Anforderung 1: Übernimm bitte aus dem Textauszug zum Syrien-Plan den Abschnitt von „Knapp die Hälfte“ bis „befürworteten einen Bundeswehr-Einsatz.“ wortgetreu.

Textauszug:
^^^^^^^^
Kramp-Karrenbauers Syrien-Plan: Hälfte der Deutschen gegen möglichen Bundeswehr-Einsatz

Die Idee einer Schutzzone in Nordsyrien polarisiert die Bundesbürger. Kritisiert wird die CDU-Chefin dafür deutlich von Parteifreund Armin Laschet.

Knapp die Hälfte der Deutschen würde es ablehnen, dass sich die Bundeswehr an einer möglichen internationalen Sicherheitszone in Syrien beteiligt. ab. In einer Online-Umfrage des Meinungsforschungsinstituts Civey für die "Augsburger Allgemeine" erklärten 49 Prozent der Befragten, sie seien gegen eine deutsche militärische Beteiligung. 40 Prozent befürworteten einen Bundeswehr-Einsatz.

Kritik auch von CDU-Vize Laschet an Kramp-Karrenbauer

43 Prozent der Befragten begrüßten aber grundsätzlich den Vorstoß von Verteidigungsministerin Annegret Kramp-Karrenbauer (CDU), die nach der Militäroffensive der Türkei gegen die Kurden in Nordsyrien eine "international kontrollierte Sicherheitszone" in dem Gebiet vorgeschlagen hatte. 37 Prozent der Befragten bewerteten ihren Vorschlag dagegen negativ. Der Rest zeigte sich unentschieden.
^^^^^^^^
Eingabedaten:
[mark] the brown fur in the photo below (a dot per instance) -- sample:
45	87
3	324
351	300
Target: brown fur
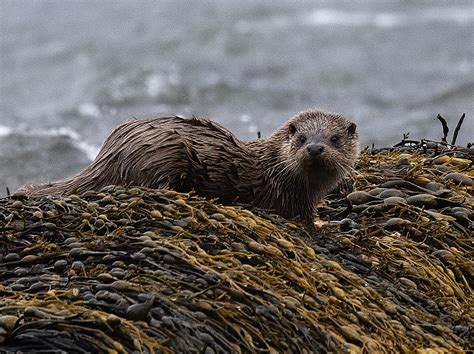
197	154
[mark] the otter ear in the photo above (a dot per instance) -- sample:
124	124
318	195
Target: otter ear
352	128
292	129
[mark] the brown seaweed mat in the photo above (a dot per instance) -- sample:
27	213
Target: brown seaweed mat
389	267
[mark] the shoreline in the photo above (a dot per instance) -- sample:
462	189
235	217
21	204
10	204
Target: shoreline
387	267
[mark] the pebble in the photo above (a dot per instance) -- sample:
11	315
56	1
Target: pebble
78	267
8	322
459	178
391	201
347	225
360	197
423	200
12	257
60	265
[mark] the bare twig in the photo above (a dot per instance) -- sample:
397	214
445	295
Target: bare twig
458	127
445	128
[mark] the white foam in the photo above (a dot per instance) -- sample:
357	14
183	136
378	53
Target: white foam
89	150
89	109
333	17
245	118
4	131
155	84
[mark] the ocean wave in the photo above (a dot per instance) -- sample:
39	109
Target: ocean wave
76	140
328	16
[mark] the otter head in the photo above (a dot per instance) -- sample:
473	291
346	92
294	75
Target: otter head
325	145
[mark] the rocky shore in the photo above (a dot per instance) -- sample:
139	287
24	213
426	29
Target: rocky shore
388	268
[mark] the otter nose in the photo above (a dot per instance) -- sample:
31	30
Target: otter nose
315	149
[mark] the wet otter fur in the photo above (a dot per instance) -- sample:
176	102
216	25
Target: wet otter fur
289	172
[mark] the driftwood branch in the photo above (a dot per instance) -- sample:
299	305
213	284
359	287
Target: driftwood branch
445	128
458	127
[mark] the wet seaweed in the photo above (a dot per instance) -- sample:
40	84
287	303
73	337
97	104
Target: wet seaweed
388	268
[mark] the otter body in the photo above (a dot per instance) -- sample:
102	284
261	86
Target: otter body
289	172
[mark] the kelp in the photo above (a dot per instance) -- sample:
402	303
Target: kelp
388	266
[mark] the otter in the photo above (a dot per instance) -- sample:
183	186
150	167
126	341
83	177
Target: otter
288	172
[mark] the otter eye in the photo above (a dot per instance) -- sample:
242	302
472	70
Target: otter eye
301	139
352	128
292	129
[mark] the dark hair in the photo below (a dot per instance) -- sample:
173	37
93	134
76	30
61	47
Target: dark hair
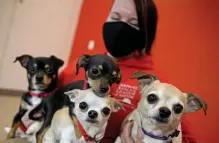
147	19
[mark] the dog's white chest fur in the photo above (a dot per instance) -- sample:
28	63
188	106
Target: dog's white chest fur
62	128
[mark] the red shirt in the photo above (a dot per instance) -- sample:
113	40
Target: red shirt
127	92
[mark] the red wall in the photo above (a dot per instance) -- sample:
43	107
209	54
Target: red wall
186	50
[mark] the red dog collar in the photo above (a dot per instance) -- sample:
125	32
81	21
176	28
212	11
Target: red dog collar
84	134
42	94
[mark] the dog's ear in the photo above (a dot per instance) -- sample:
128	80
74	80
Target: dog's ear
73	94
115	105
195	103
58	62
24	59
144	79
82	62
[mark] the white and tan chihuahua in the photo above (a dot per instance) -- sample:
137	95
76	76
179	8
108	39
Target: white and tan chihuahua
160	110
84	121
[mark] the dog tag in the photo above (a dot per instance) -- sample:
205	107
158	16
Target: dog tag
91	45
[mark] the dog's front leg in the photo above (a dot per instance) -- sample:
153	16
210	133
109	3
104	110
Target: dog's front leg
49	137
46	124
16	122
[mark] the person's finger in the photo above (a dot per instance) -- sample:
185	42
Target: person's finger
140	136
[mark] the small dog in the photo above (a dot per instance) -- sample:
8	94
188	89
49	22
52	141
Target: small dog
42	73
101	72
84	121
160	110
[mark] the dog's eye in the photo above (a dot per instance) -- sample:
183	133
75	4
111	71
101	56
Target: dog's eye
48	70
177	108
32	69
114	79
83	106
95	71
152	98
106	111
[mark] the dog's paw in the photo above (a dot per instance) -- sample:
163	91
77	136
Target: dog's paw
99	136
31	139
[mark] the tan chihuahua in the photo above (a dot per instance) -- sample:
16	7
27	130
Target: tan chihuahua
160	110
84	121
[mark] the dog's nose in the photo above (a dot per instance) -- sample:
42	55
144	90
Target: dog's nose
164	112
39	79
92	114
104	88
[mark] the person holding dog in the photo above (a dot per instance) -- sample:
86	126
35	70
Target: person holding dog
128	34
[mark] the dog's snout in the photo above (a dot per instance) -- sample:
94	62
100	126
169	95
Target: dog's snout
164	112
92	114
104	88
39	78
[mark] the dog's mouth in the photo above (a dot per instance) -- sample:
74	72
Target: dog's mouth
92	121
161	120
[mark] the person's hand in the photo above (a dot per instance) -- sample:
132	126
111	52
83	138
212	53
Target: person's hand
126	134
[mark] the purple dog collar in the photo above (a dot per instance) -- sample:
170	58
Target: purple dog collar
174	134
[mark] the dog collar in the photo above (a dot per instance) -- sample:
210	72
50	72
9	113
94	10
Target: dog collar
83	132
174	134
42	94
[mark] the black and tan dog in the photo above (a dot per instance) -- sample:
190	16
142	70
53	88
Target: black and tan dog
101	72
42	73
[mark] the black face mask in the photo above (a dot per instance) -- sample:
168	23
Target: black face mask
121	39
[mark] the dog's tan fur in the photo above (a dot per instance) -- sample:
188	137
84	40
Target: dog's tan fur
168	96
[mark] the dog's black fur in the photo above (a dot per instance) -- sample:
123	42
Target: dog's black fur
^^^^^^^^
Anforderung 2: Finde jede Zeile, in der das Wort „hand“ vorkommt, und gib diese Zeilen unverändert wieder.

Lösung 1:
Knapp die Hälfte der Deutschen würde es ablehnen, dass sich die Bundeswehr an einer möglichen internationalen Sicherheitszone in Syrien beteiligt. ab. In einer Online-Umfrage des Meinungsforschungsinstituts Civey für die "Augsburger Allgemeine" erklärten 49 Prozent der Befragten, sie seien gegen eine deutsche militärische Beteiligung. 40 Prozent befürworteten einen Bundeswehr-Einsatz.

Lösung 2:
[mark] the person's hand in the photo above (a dot per instance) -- sample:
Target: person's hand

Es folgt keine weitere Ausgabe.